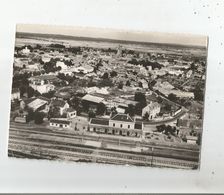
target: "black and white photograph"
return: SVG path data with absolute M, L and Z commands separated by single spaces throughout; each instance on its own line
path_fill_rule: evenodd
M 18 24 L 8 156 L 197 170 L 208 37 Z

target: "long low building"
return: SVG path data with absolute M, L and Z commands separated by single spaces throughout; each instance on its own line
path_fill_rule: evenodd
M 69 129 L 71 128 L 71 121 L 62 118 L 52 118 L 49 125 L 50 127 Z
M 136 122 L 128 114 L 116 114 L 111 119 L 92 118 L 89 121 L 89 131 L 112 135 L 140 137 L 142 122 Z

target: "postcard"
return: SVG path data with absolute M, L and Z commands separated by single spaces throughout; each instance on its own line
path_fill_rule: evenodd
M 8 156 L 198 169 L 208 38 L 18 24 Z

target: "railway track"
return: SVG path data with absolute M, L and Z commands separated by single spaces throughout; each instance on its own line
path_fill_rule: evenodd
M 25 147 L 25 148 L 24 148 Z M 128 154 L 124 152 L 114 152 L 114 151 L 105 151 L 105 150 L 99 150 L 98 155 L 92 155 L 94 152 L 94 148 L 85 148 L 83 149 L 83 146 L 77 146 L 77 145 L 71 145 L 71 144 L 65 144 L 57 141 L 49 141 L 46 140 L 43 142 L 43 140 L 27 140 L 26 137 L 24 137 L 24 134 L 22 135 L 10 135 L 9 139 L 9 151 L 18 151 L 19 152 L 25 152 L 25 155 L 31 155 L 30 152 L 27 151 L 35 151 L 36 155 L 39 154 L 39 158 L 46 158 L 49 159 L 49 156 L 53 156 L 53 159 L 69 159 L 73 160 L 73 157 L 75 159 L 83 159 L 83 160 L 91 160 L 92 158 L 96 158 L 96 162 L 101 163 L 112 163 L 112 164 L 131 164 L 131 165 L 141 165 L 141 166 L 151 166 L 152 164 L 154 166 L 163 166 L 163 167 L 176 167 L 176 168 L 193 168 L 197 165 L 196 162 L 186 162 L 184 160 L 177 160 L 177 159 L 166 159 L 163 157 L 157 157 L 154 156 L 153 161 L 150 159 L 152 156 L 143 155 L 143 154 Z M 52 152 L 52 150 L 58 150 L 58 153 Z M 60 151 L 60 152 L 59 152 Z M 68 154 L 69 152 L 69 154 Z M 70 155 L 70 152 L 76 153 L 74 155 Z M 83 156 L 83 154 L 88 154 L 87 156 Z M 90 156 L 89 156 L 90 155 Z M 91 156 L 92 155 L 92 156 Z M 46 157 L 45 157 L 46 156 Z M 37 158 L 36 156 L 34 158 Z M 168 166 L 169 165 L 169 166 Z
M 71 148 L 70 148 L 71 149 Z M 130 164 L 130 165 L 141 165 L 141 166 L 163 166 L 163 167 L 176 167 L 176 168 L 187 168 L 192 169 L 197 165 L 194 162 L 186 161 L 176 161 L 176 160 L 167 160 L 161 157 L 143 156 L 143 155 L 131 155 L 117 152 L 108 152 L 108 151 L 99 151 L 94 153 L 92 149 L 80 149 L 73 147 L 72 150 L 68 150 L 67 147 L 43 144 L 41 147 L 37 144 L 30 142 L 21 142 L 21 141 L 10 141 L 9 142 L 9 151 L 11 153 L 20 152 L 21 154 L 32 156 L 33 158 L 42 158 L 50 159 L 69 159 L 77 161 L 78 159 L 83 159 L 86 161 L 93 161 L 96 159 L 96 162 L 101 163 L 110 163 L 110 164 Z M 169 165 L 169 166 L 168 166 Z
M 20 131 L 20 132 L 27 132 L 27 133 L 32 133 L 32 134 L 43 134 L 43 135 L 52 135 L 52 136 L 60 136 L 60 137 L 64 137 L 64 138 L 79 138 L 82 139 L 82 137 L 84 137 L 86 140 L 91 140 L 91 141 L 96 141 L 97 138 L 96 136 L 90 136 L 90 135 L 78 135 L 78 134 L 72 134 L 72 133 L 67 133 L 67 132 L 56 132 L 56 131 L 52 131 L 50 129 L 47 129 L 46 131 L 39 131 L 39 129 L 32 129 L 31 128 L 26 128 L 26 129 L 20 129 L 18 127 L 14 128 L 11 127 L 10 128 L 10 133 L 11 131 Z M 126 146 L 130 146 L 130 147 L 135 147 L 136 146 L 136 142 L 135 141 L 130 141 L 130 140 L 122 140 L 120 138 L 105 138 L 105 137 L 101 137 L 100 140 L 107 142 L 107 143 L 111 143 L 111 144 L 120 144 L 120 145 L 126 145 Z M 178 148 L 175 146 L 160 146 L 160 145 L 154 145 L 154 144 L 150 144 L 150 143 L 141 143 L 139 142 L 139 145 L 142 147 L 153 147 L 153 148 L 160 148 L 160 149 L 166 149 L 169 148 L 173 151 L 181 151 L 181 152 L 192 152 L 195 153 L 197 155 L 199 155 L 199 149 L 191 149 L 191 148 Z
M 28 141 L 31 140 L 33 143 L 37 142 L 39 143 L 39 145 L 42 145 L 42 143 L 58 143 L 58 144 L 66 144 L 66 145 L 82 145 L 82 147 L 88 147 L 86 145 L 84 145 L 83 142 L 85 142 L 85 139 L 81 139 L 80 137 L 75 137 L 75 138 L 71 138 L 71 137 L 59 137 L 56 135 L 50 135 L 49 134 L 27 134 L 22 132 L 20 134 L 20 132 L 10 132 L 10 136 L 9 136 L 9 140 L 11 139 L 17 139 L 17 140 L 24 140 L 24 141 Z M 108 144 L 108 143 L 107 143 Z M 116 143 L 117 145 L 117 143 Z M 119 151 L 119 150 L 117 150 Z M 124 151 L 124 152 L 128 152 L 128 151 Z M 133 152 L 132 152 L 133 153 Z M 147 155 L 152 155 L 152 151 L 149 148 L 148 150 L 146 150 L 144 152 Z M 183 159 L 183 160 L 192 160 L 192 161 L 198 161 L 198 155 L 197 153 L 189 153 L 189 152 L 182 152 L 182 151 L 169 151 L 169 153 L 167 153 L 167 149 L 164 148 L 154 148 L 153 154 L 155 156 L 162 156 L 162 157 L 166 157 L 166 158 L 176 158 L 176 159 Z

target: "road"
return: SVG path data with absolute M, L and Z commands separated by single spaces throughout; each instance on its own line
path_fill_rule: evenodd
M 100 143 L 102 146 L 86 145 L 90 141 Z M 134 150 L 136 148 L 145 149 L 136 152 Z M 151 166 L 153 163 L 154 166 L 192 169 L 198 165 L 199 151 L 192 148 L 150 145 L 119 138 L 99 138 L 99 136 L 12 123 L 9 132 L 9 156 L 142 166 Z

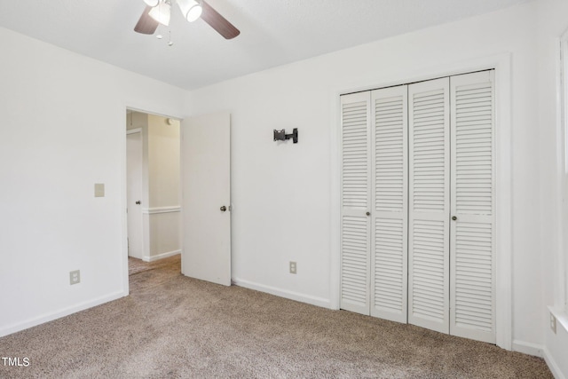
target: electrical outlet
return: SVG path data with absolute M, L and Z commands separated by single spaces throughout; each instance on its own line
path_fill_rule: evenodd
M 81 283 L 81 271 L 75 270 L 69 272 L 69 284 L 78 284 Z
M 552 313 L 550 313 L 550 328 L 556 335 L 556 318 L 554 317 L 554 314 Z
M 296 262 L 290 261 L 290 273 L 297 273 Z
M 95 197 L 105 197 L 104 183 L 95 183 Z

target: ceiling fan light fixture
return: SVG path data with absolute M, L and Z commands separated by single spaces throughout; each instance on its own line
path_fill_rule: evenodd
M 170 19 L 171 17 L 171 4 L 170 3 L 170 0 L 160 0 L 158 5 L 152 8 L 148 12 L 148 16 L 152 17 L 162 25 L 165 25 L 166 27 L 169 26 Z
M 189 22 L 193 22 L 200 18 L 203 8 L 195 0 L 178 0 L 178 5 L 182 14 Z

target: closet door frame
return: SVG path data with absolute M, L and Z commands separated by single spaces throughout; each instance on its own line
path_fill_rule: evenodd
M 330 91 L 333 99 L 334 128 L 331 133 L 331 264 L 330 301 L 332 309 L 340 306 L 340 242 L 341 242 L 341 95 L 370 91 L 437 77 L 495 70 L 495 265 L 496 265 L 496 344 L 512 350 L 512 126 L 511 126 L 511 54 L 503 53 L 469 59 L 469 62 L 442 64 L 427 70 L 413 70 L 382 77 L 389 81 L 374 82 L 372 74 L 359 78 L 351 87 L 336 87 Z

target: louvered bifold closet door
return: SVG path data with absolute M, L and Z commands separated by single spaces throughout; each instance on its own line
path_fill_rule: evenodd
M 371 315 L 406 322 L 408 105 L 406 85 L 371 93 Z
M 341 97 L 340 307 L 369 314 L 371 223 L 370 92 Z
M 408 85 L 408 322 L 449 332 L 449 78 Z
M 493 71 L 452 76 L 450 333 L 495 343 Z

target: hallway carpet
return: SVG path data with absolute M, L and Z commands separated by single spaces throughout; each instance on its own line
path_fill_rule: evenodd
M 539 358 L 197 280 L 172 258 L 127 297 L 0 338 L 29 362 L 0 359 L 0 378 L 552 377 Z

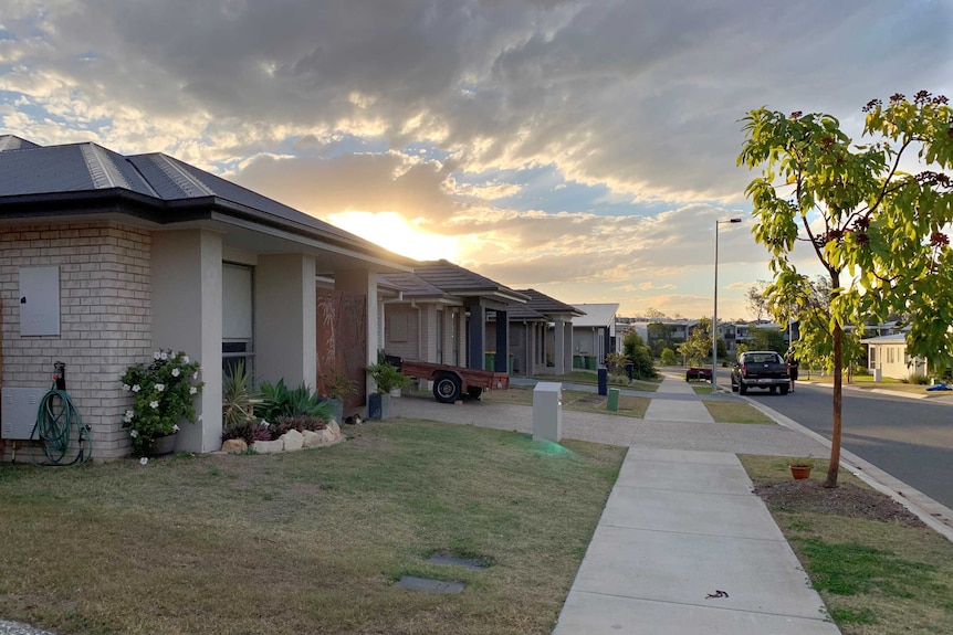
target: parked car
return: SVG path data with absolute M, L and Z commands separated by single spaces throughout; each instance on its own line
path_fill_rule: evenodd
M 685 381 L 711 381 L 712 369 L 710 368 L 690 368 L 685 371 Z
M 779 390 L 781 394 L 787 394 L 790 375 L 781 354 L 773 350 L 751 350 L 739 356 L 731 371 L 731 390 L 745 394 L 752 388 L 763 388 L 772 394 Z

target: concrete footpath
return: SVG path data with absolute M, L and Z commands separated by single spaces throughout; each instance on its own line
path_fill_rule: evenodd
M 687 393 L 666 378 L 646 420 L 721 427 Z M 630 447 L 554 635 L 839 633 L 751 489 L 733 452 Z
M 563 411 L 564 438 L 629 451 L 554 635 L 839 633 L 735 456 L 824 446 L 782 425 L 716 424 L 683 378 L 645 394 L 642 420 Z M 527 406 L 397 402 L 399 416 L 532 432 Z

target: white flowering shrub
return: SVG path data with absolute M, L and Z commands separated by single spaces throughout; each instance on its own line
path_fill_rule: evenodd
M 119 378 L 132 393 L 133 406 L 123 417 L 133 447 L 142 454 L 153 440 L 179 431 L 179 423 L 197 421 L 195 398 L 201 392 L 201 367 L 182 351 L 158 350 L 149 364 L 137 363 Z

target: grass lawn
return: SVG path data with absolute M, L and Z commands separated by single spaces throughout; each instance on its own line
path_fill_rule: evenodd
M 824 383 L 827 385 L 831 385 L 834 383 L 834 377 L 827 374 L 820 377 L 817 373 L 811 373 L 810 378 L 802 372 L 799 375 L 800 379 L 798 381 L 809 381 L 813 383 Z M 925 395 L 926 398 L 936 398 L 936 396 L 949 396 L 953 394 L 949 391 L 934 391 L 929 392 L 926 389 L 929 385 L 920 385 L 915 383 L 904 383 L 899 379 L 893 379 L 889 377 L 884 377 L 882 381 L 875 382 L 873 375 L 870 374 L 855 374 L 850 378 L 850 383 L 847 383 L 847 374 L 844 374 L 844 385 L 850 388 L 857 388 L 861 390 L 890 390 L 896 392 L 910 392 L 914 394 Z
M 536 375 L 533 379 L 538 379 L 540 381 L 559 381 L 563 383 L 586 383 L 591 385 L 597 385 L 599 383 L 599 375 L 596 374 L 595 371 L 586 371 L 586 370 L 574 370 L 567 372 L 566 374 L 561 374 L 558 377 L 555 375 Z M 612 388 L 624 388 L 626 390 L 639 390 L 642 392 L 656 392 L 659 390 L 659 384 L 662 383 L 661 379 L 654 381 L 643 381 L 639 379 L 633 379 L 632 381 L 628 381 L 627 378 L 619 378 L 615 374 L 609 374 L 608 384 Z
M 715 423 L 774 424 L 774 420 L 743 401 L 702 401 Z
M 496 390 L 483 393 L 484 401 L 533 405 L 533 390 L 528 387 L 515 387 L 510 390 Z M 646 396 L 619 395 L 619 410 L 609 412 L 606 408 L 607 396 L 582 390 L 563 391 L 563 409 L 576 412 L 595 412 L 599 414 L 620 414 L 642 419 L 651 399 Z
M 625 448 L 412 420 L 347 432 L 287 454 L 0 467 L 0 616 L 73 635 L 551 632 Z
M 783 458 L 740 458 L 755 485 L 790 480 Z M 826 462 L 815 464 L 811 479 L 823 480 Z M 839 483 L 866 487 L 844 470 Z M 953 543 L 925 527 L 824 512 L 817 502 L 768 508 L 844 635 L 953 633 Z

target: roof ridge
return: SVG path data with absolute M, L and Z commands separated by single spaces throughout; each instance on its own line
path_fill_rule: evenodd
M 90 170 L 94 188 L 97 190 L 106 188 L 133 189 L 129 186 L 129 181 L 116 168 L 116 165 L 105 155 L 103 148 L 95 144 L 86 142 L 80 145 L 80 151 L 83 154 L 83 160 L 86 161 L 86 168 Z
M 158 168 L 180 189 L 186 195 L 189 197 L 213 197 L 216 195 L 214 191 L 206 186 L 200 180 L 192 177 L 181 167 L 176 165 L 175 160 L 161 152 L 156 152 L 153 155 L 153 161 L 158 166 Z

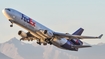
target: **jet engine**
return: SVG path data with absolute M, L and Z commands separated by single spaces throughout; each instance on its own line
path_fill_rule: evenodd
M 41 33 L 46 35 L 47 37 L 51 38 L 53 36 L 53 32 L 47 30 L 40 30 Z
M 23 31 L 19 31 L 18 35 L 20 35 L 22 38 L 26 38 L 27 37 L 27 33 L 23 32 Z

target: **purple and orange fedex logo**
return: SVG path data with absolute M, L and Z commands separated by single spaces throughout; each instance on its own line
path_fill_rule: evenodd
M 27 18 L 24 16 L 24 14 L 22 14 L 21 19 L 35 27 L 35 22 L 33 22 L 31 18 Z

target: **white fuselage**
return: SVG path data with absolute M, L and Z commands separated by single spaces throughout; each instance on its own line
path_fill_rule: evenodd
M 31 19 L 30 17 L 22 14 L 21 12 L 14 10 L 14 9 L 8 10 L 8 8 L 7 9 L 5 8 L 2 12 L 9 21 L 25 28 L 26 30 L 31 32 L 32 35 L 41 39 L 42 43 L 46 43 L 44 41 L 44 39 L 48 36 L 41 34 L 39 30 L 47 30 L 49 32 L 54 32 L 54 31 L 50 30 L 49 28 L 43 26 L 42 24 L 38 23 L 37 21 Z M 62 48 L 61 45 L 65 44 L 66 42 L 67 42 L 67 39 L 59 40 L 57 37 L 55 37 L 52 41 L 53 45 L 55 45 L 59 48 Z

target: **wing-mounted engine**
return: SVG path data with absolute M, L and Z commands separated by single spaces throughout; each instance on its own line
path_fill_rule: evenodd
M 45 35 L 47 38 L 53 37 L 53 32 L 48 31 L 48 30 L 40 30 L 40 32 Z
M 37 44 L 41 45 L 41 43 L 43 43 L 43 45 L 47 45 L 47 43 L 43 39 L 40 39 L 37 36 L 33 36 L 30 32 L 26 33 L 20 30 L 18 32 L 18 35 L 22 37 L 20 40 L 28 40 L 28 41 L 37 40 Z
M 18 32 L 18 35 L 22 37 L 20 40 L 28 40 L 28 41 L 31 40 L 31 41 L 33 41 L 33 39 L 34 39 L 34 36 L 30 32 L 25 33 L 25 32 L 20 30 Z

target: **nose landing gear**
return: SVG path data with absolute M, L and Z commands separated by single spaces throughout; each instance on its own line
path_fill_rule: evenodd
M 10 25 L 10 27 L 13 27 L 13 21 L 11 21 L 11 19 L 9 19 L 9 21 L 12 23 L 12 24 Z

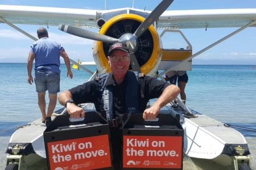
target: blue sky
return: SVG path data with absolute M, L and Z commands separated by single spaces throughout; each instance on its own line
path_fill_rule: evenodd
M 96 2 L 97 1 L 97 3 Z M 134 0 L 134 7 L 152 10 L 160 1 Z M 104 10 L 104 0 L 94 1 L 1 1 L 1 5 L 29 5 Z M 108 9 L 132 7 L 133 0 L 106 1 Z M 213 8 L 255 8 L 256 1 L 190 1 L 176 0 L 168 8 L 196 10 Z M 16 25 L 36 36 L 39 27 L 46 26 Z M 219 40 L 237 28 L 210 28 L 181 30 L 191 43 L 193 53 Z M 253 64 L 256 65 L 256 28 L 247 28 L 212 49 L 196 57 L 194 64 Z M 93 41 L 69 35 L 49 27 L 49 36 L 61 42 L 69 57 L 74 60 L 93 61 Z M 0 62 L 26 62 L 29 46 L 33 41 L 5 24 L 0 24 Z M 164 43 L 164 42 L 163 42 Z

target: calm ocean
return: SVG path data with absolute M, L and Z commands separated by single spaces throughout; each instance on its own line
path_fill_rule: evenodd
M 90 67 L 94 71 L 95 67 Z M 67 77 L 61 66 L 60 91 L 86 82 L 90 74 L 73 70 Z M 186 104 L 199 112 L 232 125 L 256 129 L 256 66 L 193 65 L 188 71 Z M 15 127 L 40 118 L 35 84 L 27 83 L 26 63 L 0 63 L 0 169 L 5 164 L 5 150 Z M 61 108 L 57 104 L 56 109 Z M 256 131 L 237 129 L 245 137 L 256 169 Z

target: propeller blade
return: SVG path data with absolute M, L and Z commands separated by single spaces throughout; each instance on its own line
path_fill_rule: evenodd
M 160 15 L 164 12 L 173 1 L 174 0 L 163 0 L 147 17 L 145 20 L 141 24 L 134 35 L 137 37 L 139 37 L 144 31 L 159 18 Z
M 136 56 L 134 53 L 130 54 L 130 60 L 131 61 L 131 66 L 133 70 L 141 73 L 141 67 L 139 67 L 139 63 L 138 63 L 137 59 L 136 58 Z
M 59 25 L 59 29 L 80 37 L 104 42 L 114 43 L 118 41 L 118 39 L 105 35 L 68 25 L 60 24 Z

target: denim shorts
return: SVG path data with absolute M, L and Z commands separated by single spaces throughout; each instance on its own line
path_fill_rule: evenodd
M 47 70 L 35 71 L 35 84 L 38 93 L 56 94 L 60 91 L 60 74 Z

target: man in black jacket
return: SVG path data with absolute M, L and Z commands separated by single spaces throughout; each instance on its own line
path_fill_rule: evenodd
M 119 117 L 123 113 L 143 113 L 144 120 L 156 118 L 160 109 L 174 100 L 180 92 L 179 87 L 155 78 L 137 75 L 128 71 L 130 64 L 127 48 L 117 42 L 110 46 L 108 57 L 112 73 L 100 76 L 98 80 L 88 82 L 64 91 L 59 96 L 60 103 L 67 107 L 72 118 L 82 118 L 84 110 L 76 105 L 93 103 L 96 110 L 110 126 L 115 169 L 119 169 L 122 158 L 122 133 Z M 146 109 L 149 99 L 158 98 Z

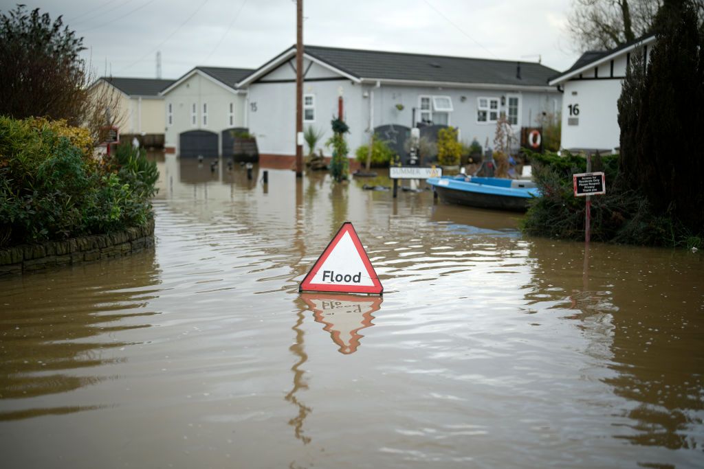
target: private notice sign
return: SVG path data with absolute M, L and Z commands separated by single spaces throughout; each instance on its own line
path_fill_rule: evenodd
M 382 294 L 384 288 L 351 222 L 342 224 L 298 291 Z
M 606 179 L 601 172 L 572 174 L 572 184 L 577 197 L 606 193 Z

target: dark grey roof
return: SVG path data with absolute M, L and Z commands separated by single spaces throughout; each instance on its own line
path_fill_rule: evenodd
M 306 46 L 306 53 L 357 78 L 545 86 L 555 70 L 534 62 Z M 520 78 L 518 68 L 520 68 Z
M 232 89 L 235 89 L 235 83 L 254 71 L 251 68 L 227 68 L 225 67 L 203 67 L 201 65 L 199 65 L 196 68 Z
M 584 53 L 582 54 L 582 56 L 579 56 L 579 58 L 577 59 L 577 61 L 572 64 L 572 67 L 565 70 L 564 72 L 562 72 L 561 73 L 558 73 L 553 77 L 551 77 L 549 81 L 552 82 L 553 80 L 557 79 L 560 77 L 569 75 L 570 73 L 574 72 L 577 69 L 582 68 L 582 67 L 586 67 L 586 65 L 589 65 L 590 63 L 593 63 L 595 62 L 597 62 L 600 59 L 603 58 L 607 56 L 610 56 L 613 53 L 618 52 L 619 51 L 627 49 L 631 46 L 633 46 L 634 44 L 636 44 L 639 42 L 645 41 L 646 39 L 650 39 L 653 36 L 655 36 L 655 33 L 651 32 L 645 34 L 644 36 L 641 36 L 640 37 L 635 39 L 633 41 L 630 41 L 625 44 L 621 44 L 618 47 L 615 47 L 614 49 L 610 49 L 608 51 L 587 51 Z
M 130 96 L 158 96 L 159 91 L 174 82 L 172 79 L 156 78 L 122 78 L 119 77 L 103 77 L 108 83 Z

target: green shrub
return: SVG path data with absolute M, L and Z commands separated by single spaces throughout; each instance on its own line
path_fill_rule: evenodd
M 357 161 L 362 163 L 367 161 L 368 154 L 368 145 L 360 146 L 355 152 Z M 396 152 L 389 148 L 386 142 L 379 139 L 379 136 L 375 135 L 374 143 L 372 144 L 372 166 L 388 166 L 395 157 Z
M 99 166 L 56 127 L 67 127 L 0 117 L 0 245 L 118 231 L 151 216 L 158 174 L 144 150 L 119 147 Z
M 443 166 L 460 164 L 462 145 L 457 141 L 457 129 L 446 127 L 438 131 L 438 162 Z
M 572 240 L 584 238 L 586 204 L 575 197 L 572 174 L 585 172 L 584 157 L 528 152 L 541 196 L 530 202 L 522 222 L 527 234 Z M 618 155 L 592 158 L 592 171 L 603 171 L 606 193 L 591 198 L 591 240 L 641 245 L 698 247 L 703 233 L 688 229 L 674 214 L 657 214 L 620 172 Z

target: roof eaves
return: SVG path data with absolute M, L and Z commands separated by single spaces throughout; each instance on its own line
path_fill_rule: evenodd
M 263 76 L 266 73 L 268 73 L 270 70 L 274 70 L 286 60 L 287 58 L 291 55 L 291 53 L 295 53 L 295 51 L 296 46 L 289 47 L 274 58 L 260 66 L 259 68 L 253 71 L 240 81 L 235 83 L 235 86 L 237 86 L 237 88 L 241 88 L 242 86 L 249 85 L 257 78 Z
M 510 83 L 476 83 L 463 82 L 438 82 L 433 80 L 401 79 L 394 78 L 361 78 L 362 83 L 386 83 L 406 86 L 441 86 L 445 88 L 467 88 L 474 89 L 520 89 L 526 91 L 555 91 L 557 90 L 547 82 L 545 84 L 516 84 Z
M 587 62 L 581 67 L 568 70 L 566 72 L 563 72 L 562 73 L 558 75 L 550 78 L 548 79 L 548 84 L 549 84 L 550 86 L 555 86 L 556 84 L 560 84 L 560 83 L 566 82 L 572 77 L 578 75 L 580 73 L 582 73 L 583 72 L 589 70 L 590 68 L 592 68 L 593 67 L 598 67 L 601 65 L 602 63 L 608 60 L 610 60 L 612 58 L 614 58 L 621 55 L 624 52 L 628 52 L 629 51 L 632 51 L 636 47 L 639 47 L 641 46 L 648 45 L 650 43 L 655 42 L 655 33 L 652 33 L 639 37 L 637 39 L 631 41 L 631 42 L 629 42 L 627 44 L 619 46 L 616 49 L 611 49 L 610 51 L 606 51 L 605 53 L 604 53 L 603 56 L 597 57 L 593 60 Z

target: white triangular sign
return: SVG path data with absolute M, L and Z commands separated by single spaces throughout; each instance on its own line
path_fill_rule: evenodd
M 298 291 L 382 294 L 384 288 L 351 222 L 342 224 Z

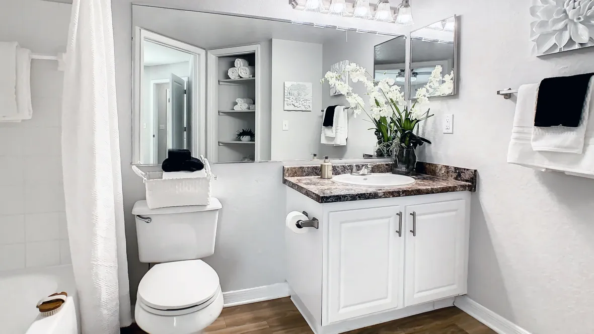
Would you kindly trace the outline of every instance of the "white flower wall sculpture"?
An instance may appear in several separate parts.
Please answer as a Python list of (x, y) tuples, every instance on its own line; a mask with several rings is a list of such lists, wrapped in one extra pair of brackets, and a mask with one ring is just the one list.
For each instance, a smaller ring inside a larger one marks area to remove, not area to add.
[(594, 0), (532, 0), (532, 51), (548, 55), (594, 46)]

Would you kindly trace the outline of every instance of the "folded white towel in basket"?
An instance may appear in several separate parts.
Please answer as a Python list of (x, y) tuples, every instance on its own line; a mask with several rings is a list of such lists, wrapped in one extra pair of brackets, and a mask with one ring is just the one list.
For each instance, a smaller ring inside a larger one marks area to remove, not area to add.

▶ _Task objective_
Copy the rows from the very start through the line holding "M 8 156 L 198 169 L 208 38 L 18 24 Z", both ends included. Change "postcard" to "picture postcard", keep everything else the same, and leave out the pictures.

▶ _Task output_
target: "black and white photograph"
return: SVG path data with absolute M, L and Z commands separated by single spaces throughout; each instance on its own line
path_fill_rule: evenodd
M 18 24 L 8 156 L 197 170 L 208 37 Z

target: "long low building"
return: SVG path data with absolute M, L and Z commands separated by single spaces throughout; each instance on its own line
path_fill_rule: evenodd
M 69 129 L 71 128 L 71 121 L 62 118 L 52 118 L 49 125 L 50 127 Z
M 136 122 L 128 114 L 116 114 L 111 119 L 92 118 L 89 121 L 89 131 L 112 135 L 140 137 L 142 122 Z

target: "picture postcard"
return: SVG path data with absolute M, L and Z commands separated by single spaces throughout; each instance on its own line
path_fill_rule: evenodd
M 8 156 L 198 169 L 208 38 L 18 24 Z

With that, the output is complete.